● **Schriftliche Übung A**
Nenne alle Personen und Personengruppen, die im folgenden Text über den Anschlag auf Mohsen Fakhrizadeh vorkommen.

● **Quelle**
╔══
Der bedrohliche Vormarsch der Roboter-Krieger
Ein ferngesteuertes Maschinengewehr, das aus einem abgestellten Auto schießt, welches kurze Zeit später per Fernzündung in die Luft fliegt. Der iranische Atomwissenschaftler Mohsen Fakhrizadeh hatte vergangene Woche keine Überlebenschance, als er seine Schwiegereltern in einem Vorort von Teheran besuchen wollte. So lautet zumindest die Version der iranischen Revolutionsgarden, die mittlerweile als die wahrscheinlichste gilt.
Die Schüsse des Maschinengewehrs trafen ihn, zusätzlich feuerte ein Killerkommando von zwölf Bewaffneten auf den Chef des iranischen Atomprogramms.
╚══
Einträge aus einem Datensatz
╔══
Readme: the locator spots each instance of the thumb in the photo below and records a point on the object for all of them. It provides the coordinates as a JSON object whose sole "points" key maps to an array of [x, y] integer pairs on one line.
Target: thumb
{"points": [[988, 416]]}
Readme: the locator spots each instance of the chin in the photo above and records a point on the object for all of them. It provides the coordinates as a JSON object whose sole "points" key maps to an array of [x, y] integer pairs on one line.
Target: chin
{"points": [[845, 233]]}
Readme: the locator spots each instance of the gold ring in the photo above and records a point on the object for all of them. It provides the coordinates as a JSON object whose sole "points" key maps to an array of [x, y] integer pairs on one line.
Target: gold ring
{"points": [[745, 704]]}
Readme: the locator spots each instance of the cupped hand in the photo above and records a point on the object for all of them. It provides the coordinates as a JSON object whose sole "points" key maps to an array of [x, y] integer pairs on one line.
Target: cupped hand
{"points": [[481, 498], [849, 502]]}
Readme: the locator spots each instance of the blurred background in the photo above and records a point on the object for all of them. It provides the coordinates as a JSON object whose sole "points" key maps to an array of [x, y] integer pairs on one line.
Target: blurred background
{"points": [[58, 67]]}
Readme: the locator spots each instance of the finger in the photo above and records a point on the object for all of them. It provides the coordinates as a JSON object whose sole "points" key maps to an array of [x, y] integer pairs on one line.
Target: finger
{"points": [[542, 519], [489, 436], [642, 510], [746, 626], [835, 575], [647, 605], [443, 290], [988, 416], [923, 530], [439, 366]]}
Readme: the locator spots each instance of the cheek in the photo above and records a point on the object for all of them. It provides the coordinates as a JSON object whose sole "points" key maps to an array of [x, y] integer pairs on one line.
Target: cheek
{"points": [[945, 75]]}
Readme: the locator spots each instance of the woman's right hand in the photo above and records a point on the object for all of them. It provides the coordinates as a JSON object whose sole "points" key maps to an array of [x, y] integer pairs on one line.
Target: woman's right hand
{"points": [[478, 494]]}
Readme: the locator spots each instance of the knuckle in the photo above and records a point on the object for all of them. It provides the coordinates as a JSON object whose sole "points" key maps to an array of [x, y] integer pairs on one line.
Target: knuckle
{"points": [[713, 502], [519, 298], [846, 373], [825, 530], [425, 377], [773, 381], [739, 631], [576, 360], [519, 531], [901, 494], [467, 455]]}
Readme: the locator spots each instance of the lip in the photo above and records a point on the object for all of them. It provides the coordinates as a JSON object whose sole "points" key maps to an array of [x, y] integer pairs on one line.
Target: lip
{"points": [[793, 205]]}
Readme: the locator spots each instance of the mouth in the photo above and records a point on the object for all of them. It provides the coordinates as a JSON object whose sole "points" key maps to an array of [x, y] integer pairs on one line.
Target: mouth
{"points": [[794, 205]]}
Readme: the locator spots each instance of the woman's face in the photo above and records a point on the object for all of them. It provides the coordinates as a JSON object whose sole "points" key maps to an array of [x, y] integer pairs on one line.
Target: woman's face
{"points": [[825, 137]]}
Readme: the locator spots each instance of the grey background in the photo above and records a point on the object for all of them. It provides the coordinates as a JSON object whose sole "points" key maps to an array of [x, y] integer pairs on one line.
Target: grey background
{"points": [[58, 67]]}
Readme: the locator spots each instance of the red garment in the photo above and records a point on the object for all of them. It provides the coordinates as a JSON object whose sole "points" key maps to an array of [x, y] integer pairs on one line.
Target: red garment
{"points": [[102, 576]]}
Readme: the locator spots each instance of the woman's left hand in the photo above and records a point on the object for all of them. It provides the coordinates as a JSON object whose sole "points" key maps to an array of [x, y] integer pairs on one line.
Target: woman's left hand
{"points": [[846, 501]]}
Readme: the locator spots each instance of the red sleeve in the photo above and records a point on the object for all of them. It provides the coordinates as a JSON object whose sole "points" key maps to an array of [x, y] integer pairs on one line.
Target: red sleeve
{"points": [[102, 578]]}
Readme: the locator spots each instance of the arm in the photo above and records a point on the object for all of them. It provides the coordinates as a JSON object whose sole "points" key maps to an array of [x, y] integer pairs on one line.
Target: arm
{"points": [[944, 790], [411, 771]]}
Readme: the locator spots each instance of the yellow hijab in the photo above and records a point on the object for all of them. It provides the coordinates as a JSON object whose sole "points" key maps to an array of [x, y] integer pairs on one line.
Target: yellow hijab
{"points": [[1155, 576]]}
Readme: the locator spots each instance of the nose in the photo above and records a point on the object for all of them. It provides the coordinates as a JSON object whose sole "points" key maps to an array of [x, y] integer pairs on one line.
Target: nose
╚══
● **Schriftliche Übung B**
Überführe die Zeilen der Einträge, beginnend mit der Zeile mit „Readme: the locator spots each instance of the yellow“ und bis einschließlich der letzten Zeile der Einträge, in eine JSON-Liste von Strings, mit einem String pro Zeile und ohne Leerzeilen.

● **Vollständige Antwort A**
- Mohsen Fakhrizadeh, iranischer Atomwissenschaftler und Chef des iranischen Atomprogramms
- seine Schwiegereltern
- die iranischen Revolutionsgarden
- ein Killerkommando von zwölf Bewaffneten

● **Vollständige Antwort B**
[
  "Readme: the locator spots each instance of the yellow hijab in the photo above and records a point on the object for all of them. It provides the coordinates as a JSON object whose sole \"points\" key maps to an array of [x, y] integer pairs on one line.",
  "Target: yellow hijab",
  "{\"points\": [[1155, 576]]}",
  "Readme: the locator spots each instance of the nose in the photo above and records a point on the object for all of them. It provides the coordinates as a JSON object whose sole \"points\" key maps to an array of [x, y] integer pairs on one line.",
  "Target: nose"
]